● EXERCISE OBJECTIVE: Update the rows below by changing every "drop one pin" to "place one marker", leaving everything else as it is.

● Stored dataset items:
--- start ---

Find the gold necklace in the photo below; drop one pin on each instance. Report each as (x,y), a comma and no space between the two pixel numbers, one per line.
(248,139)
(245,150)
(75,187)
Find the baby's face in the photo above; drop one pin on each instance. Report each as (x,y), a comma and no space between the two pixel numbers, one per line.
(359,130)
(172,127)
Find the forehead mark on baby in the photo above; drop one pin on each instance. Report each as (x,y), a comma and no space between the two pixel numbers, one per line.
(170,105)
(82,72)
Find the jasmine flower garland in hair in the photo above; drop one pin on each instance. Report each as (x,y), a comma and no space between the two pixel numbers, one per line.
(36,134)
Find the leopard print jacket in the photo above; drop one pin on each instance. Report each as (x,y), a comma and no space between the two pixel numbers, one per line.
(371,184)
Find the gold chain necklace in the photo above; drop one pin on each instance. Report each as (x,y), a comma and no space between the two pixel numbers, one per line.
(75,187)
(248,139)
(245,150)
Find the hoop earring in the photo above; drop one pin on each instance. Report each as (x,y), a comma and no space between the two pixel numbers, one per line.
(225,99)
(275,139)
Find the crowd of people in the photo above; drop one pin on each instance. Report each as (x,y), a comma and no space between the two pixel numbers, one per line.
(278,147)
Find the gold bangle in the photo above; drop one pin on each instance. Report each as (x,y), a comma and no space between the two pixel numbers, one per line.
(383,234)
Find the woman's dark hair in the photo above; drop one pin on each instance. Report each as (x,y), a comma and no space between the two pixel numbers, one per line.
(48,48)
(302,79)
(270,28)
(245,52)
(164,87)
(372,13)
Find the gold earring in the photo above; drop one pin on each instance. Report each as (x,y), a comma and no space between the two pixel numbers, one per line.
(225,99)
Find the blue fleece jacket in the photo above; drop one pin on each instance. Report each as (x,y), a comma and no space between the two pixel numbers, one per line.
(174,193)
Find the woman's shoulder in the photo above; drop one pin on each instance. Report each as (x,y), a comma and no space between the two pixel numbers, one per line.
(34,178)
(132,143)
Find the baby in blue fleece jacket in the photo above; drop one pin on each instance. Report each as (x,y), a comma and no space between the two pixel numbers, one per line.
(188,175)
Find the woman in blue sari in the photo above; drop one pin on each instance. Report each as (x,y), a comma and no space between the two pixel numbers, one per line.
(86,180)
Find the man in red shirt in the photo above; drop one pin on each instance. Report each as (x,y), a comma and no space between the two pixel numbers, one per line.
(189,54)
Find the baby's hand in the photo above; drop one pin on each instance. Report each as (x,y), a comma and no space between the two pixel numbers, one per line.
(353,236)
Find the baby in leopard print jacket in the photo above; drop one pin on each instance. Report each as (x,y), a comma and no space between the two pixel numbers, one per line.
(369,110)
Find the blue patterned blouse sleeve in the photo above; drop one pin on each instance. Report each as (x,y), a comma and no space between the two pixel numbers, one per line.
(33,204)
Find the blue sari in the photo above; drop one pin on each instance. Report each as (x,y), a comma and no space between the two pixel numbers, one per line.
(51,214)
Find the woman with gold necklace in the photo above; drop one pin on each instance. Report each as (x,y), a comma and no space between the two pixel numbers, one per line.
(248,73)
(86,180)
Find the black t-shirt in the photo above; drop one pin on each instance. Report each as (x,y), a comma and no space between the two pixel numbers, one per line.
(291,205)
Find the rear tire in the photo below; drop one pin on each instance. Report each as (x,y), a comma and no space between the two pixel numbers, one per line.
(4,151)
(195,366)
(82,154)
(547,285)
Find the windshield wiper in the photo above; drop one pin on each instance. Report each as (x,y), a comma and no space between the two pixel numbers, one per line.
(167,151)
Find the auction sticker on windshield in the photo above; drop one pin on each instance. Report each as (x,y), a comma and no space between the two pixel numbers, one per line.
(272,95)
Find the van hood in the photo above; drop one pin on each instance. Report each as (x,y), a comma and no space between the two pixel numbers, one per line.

--- end ---

● THE SOLUTION:
Find the gold necklace in the photo below; place one marker on each instance. Report each as (x,y), a comma and no space between the two pixel numbers, one per line.
(248,139)
(245,150)
(75,187)
Find the baby's face in the photo above; place one marker on each instance. Report each as (x,y), a comma and no space between the two pixel numbers, one per line.
(359,130)
(172,127)
Find the forehead mark on baby in the photo above; place one marker on each instance. Report each as (x,y), a comma and no space between the two pixel numbers, one per line.
(170,105)
(82,72)
Find the jasmine flower garland in hair in the photo above; place one marker on each instance. Report each as (x,y), a comma and no space between the two pixel numbers, one per line.
(36,134)
Find the leopard print jacket in the photo above; place one marker on each instance. Report each as (x,y), a comma and no space between the two pixel numbers, one per line.
(371,184)
Find the gold chain necklace in the photo above; place one marker on each instance. Report each as (x,y), a comma and no space between the two pixel numbers, one per line.
(75,187)
(248,139)
(245,150)
Find the hoop earring in the photo above; place one marker on each instance. Report each as (x,y), a comma and no space between the two pixel numbers, one per line.
(225,99)
(275,139)
Find the crowd of people in the photo above; place one marker on each instance. Report each as (x,y), a comma and no space between the two pixel numbers, one per line.
(278,147)
Find the gold bangle in the photo above; place one marker on each instance. Report each as (x,y), a comma and no space between the two pixel numbers, one per line.
(383,234)
Find the woman's dark hair in the photo above; place one marker on each instance. Report each as (x,y), a comma and no space between the two pixel numbers, one per line.
(48,48)
(302,79)
(270,28)
(245,52)
(164,87)
(372,13)
Find the gold earring in the photo above; place one marker on each instance. Report each as (x,y), a comma and no space between the two pixel numbers, one per line.
(225,99)
Find the blue fleece jacket in the photo above; place one marker on each instance. Report each as (x,y), a comma and no space between the two pixel numbers, one per line.
(174,193)
Find the woman's shoulder in the photo above; place one marker on each instance. Report each as (x,y), a comma and no space between the two pixel numbers, one per line.
(34,178)
(132,143)
Find the baby in blue fleece jacket in the photo above; place one marker on each instance. Report each as (x,y), a comma and no space between the two pixel numbers, one per line.
(188,175)
Find the woman in blue sari in the photo above; place one marker on each instance. Report each as (x,y), a comma and no space between the two pixel numbers, one per line.
(86,180)
Find the man in red shirt in the photo above; place one marker on each instance. Report each as (x,y), a comma and no space between the two pixel numbers, one per line.
(189,54)
Find the baby's hand in the photo above; place one marker on each instance. Report each as (x,y), a comma and no space between the two pixel numbers, one per line.
(353,236)
Find the baby in leopard print jacket in the photo above; place one marker on each instance. Report each as (x,y), a comma and no space between the two pixel numbers, one per line.
(369,110)
Find the blue patterned blouse sleeve in the photo above; place one marker on each instance. Report each as (x,y), a comma and no space between the two pixel numbers, one per line.
(33,204)
Find the blue sari in the photo above; place one marker on each instance. Report each as (x,y), a comma and no space between the two pixel numbers, one per line.
(51,214)
Find the woman with gold necklace in the photo above; place one marker on each instance. Report each as (x,y), a comma and no space between the two pixel numbers, one per line.
(248,73)
(86,180)
Find the black t-shirt in the photo above; place one marker on each instance. Report each as (x,y), a comma and no space between the two pixel numbers, one per line.
(291,205)
Find the rear tire in the photo below; place one marker on each instance. Report each as (x,y), a comma and no space between the two pixel numbers, one per line.
(4,151)
(195,366)
(82,154)
(547,285)
Find the windshield wiper in the photo above; place one marker on each instance. Report each as (x,y), a comma and no space between the two pixel numbers, one per line.
(167,151)
Find the auction sticker on windshield in the photo above; place one marker on each instance. Report each as (x,y), a comma and no space between the two pixel numbers, one per line.
(272,95)
Find the van hood in the photo above; place one marker on each instance. Report each as (x,y), a comma and no space between the two pixel numbers, one per line.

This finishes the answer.